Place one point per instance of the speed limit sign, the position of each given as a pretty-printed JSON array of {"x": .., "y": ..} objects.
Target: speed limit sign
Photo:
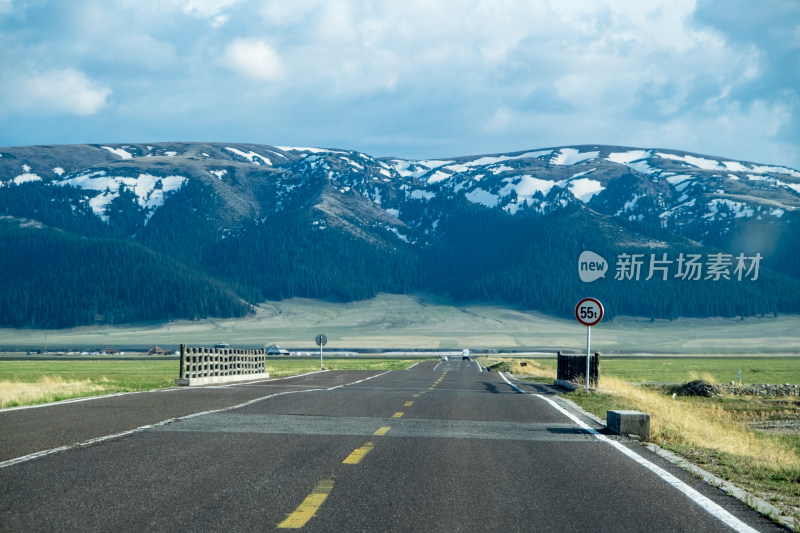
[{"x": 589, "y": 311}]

* * *

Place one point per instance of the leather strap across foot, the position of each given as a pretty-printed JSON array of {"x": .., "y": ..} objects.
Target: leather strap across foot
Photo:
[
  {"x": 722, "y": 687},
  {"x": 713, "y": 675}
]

YOUR INSTRUCTIONS: From the entries above, copy each line holding "point".

TASK SOLUTION:
Place one point per instance of the speed limit sign, the position of each given as a pretty-printed JSON array of {"x": .., "y": ..} objects.
Place one point per instance of the leather strap across foot, the position of each given as a pretty-printed JSON array of {"x": .., "y": ..} objects.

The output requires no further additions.